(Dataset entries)

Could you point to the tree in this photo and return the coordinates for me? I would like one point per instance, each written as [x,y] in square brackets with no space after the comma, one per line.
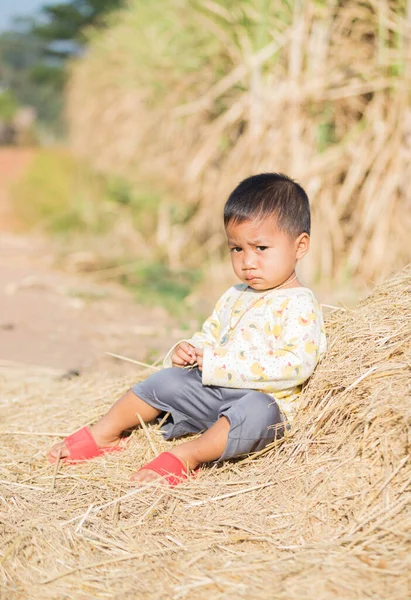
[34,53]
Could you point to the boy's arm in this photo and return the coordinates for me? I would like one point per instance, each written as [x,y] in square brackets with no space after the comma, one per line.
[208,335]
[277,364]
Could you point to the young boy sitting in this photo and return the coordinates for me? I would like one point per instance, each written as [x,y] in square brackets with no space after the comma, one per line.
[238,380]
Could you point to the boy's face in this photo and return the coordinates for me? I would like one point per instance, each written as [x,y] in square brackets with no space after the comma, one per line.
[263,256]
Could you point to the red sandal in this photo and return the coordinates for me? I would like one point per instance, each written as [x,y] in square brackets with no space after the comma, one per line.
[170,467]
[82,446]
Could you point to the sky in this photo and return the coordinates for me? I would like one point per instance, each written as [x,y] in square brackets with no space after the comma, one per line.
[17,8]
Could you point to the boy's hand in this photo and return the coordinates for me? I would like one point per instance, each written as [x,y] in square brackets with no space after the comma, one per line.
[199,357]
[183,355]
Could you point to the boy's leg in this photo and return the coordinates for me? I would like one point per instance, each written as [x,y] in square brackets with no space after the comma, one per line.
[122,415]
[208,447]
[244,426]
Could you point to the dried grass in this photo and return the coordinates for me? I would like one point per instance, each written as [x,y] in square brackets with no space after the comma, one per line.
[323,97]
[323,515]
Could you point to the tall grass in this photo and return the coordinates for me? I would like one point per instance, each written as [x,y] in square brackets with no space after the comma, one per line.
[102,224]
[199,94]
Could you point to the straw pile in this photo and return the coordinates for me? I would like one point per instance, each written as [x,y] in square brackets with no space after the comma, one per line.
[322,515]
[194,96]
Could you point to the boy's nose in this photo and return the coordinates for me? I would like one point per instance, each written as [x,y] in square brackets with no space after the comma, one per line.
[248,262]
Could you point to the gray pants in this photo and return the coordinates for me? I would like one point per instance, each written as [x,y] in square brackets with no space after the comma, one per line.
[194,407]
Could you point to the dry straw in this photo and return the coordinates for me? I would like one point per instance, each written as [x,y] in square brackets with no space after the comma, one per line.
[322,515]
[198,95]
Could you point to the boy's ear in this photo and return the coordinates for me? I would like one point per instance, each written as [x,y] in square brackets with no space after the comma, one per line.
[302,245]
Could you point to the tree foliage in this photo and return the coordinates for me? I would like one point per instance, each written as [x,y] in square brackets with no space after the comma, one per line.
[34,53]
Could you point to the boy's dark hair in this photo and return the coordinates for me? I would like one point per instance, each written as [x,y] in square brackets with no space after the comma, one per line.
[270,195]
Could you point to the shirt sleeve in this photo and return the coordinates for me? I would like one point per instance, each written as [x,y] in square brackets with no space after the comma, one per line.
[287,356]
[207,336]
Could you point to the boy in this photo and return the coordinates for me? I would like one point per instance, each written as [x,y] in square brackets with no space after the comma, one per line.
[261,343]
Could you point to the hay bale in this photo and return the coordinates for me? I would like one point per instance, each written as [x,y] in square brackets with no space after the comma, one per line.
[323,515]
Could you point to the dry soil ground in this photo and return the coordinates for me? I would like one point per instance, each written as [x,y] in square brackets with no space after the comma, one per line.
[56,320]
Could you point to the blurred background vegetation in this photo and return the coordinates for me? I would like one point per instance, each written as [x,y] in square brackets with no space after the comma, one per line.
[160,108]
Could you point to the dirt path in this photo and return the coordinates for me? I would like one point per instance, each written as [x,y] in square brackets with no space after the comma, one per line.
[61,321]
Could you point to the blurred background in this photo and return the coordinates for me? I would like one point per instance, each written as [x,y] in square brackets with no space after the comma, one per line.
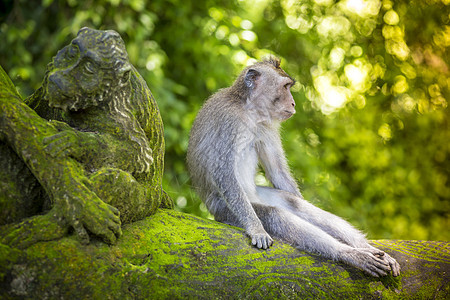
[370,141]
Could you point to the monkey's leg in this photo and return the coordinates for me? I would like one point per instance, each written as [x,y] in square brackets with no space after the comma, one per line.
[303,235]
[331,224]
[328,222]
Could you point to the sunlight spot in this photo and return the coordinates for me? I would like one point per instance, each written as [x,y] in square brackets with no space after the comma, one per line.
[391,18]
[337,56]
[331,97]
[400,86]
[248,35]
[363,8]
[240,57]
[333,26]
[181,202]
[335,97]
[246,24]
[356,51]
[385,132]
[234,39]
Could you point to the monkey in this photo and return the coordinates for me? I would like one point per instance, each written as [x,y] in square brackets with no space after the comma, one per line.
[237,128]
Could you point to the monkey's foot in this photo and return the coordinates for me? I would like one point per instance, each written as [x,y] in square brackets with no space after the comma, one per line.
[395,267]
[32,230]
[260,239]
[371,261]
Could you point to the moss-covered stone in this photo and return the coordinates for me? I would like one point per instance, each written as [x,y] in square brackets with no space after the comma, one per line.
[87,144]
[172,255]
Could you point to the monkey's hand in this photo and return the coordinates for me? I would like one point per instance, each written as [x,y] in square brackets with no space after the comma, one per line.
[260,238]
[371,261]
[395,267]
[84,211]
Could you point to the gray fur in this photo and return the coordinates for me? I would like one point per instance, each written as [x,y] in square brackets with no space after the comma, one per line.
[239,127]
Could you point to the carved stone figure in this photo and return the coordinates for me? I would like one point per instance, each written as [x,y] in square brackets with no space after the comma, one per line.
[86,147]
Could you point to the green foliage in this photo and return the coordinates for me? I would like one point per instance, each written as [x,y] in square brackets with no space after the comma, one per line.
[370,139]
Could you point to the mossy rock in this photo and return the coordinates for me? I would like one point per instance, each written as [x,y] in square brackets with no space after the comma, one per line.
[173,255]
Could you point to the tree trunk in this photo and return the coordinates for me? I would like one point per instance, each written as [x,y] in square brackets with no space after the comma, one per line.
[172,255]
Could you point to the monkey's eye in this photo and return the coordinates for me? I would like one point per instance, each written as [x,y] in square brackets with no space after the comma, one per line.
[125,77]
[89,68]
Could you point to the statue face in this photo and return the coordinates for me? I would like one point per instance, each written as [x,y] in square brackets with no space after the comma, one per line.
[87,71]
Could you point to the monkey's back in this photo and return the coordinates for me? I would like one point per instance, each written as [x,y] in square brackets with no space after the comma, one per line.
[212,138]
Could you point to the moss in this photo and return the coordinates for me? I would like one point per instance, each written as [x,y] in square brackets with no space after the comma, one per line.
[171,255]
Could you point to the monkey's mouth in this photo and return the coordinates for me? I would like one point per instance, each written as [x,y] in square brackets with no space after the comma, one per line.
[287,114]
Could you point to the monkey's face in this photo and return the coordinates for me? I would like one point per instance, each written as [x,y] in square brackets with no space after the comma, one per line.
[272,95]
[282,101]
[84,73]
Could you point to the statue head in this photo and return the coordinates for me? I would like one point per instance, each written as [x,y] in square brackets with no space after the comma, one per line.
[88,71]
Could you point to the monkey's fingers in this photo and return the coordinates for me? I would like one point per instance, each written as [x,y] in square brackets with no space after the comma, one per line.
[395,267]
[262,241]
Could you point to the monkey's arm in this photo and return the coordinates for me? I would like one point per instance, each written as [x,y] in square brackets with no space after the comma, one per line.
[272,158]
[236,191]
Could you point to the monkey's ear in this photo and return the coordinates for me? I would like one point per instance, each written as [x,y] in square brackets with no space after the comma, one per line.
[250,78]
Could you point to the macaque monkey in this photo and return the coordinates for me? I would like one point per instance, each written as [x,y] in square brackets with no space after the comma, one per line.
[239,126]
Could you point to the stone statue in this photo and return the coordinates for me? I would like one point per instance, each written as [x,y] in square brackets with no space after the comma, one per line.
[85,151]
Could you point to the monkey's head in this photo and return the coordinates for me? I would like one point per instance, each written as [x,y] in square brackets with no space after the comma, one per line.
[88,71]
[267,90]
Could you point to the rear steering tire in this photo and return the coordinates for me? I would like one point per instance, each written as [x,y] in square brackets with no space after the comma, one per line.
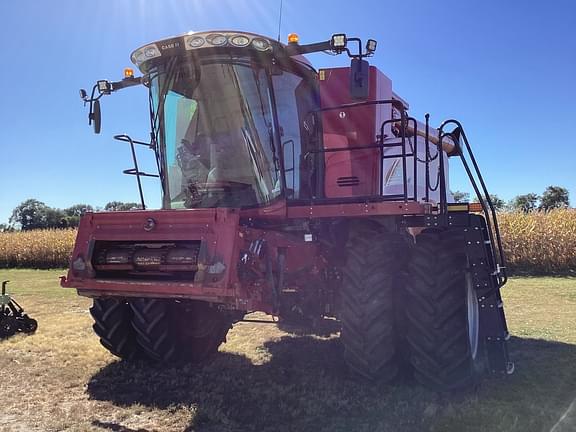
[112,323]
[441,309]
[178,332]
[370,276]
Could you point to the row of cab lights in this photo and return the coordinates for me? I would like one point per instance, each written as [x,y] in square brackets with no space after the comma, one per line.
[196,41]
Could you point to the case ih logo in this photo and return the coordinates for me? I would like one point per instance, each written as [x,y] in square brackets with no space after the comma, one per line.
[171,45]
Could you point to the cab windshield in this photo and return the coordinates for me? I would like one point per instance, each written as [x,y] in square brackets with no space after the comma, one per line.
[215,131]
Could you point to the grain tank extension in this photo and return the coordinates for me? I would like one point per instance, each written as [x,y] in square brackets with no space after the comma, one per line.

WHAT TO PRODUCE:
Set down nothing but the lines from the one with "Could you point to the case" through the end of the records, keeping each line exactly as written and including both ends.

ANSWER TO THIS EXERCISE:
Could you point to the case ih logo in this photo and return the coordinates for me? I would like one point per instance, each written as [x,y] in square brackets with no space after the comma, one per line.
[171,45]
Could you point to the cab windshield in this photo and return the coordinates for me? I would like one point per instance, each written as [x,y] in square brackets with no space after the comma, one per line.
[215,131]
Could you point to the grain tank extension in this photo and return the coordinates for me? I would like one point per instance, each written as [x,y] in square brackets with no space after the comma, one per line.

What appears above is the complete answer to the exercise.